=== Material for this exercise ===
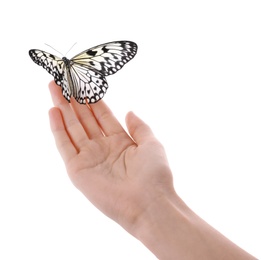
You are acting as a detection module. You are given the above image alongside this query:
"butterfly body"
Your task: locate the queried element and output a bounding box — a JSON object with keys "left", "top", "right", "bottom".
{"left": 61, "top": 57, "right": 76, "bottom": 100}
{"left": 29, "top": 41, "right": 137, "bottom": 104}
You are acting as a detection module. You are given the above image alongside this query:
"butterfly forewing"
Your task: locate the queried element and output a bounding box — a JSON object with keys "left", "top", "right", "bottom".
{"left": 29, "top": 50, "right": 64, "bottom": 84}
{"left": 29, "top": 41, "right": 137, "bottom": 104}
{"left": 72, "top": 41, "right": 137, "bottom": 76}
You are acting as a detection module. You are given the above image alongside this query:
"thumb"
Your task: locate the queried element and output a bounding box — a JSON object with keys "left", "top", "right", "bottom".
{"left": 125, "top": 111, "right": 155, "bottom": 145}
===
> _What you have to do_:
The entries above are to be restated verbatim, with no pictures carried over.

> _Solved problem_:
You are acting as a detection module. You are given the above image alongside this query:
"butterfly body"
Your task: locate the queried element and output a bounding box — a JSON object with keys "left", "top", "right", "bottom".
{"left": 61, "top": 57, "right": 76, "bottom": 100}
{"left": 29, "top": 41, "right": 137, "bottom": 104}
You are acting as a detection module. You are given the above image alongside this query:
"butterfly forewing"
Your task: locate the queried element and output a bounding box — a JSON object with keys "left", "top", "right", "bottom".
{"left": 29, "top": 50, "right": 64, "bottom": 84}
{"left": 29, "top": 41, "right": 137, "bottom": 104}
{"left": 72, "top": 41, "right": 137, "bottom": 76}
You are acting as a detection module. You are given the above image alongside this query:
"thumb"
Your task: locate the queried element and output a bounding box — a JSON object with keys "left", "top", "right", "bottom".
{"left": 125, "top": 111, "right": 155, "bottom": 145}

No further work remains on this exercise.